WRITTEN INSTRUCTION
Without including any pictures, write out the listing below exactly.

┌─ PROVIDED RECORDS

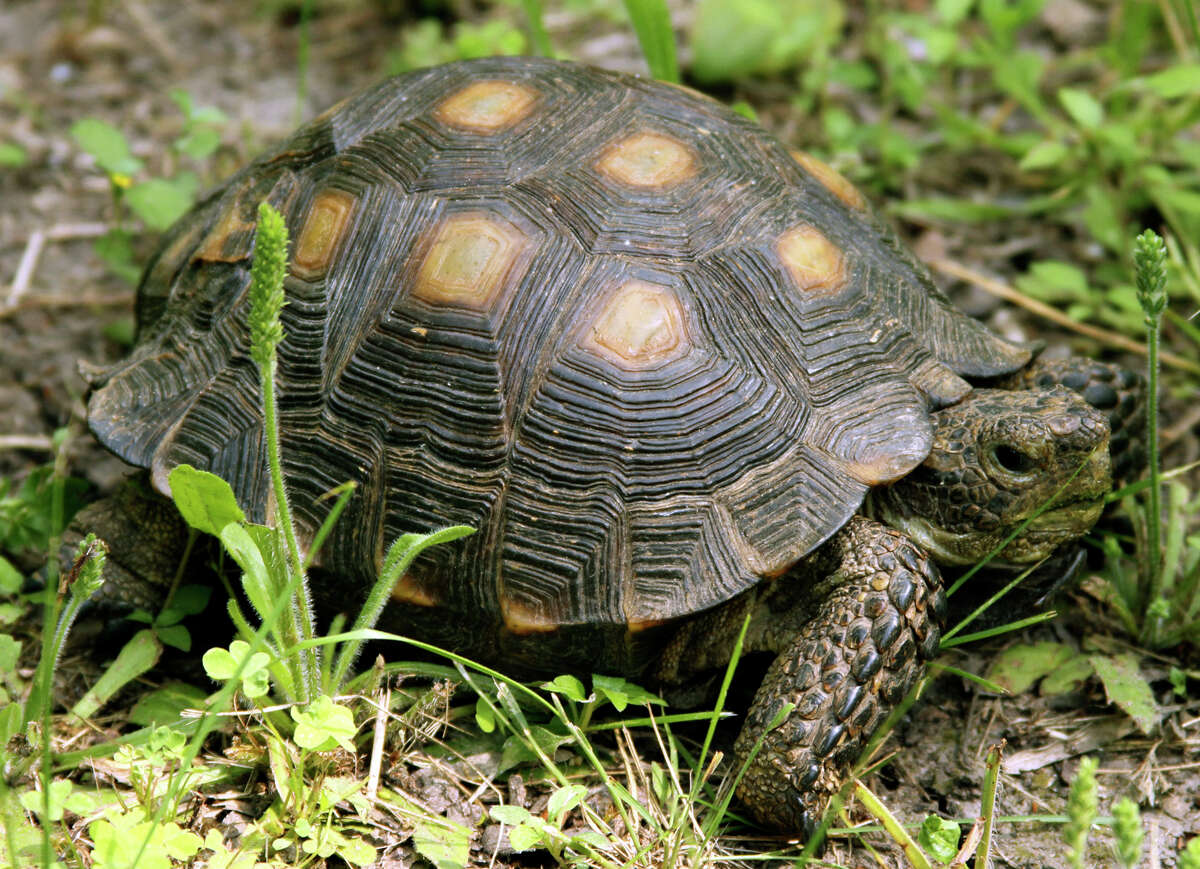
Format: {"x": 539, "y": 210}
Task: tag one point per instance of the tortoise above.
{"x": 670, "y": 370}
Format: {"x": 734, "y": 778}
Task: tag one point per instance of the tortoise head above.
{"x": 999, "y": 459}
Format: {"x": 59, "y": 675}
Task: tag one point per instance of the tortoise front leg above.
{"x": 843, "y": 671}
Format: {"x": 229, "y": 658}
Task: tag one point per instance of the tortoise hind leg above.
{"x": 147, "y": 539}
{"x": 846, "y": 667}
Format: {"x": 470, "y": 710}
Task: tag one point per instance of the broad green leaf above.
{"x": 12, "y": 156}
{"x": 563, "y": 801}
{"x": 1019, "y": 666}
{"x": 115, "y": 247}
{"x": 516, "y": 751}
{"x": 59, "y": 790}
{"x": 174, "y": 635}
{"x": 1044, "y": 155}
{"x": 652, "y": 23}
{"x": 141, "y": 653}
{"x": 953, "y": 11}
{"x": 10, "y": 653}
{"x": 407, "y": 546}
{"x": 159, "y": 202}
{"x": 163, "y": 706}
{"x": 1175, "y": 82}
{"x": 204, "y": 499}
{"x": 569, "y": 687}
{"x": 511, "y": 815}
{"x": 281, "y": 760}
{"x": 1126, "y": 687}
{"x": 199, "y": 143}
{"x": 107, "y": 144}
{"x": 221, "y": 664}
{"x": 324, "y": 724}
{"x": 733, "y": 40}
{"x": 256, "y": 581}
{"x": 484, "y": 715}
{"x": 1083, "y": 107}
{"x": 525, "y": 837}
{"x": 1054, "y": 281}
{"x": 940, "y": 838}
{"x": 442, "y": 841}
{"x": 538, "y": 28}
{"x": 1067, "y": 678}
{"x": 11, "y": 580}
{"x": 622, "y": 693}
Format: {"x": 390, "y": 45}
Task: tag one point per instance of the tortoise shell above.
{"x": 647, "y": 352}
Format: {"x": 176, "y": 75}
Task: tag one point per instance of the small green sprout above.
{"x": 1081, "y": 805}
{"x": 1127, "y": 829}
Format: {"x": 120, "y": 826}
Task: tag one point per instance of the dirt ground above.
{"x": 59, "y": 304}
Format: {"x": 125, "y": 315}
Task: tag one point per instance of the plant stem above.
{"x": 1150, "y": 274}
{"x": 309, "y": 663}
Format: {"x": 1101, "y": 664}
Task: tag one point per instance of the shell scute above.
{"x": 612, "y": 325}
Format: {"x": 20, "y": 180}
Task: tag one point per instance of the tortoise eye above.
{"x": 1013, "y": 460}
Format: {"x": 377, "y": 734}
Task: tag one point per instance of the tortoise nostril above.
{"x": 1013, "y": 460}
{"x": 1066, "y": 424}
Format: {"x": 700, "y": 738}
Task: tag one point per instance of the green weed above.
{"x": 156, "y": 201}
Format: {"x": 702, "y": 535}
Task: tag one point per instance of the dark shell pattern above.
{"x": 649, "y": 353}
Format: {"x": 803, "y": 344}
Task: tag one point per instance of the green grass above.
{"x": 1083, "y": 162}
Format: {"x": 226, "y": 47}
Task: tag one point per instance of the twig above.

└─

OUTPUT BELOW
Format: {"x": 539, "y": 210}
Task: tag one point per instance of the tortoise above.
{"x": 670, "y": 370}
Format: {"x": 734, "y": 778}
Task: tag one point per instance of the tortoise head above.
{"x": 999, "y": 459}
Format: {"x": 59, "y": 675}
Task: tag one point per instance of the tortoise front leg above.
{"x": 843, "y": 671}
Format: {"x": 229, "y": 658}
Task: tag one point per instance of the tortoise hind leg above.
{"x": 147, "y": 539}
{"x": 846, "y": 667}
Format: {"x": 470, "y": 710}
Task: tag one point per instance of the broad green leaf above.
{"x": 12, "y": 156}
{"x": 563, "y": 801}
{"x": 1019, "y": 666}
{"x": 115, "y": 247}
{"x": 516, "y": 751}
{"x": 59, "y": 790}
{"x": 174, "y": 635}
{"x": 1044, "y": 155}
{"x": 652, "y": 23}
{"x": 141, "y": 653}
{"x": 953, "y": 11}
{"x": 10, "y": 653}
{"x": 407, "y": 546}
{"x": 159, "y": 202}
{"x": 163, "y": 706}
{"x": 1175, "y": 82}
{"x": 204, "y": 499}
{"x": 569, "y": 687}
{"x": 511, "y": 815}
{"x": 281, "y": 760}
{"x": 1126, "y": 687}
{"x": 199, "y": 143}
{"x": 107, "y": 144}
{"x": 221, "y": 664}
{"x": 324, "y": 724}
{"x": 733, "y": 40}
{"x": 256, "y": 581}
{"x": 484, "y": 715}
{"x": 1083, "y": 107}
{"x": 525, "y": 837}
{"x": 1054, "y": 281}
{"x": 940, "y": 838}
{"x": 442, "y": 841}
{"x": 538, "y": 28}
{"x": 1067, "y": 678}
{"x": 11, "y": 580}
{"x": 622, "y": 693}
Format: {"x": 390, "y": 45}
Task: tag one point per instance of the tortoise shell above.
{"x": 647, "y": 352}
Format: {"x": 176, "y": 75}
Task: tag one point per instance of the small green sprout above.
{"x": 1081, "y": 805}
{"x": 1127, "y": 829}
Format: {"x": 120, "y": 826}
Task: tag one point per instance of the dirt ground above.
{"x": 59, "y": 304}
Format: {"x": 125, "y": 315}
Task: tag one point per instance of the plant stem above.
{"x": 1150, "y": 274}
{"x": 309, "y": 663}
Format: {"x": 1101, "y": 664}
Task: tag one point per instance of the shell scute above.
{"x": 612, "y": 325}
Format: {"x": 20, "y": 180}
Task: tag one point per instance of the tortoise eye above.
{"x": 1013, "y": 460}
Format: {"x": 377, "y": 734}
Task: tag one point per instance of the tortoise nostril above.
{"x": 1013, "y": 460}
{"x": 1066, "y": 424}
Format: {"x": 700, "y": 738}
Task: tag one point per instance of the green weed above.
{"x": 156, "y": 201}
Format: {"x": 702, "y": 535}
Task: tag one point per instance of the dark shell pattern above.
{"x": 649, "y": 353}
Format: {"x": 803, "y": 344}
Task: tag one point per instance of the green grass above.
{"x": 1083, "y": 162}
Format: {"x": 226, "y": 47}
Task: tag one point per instance of the twig above.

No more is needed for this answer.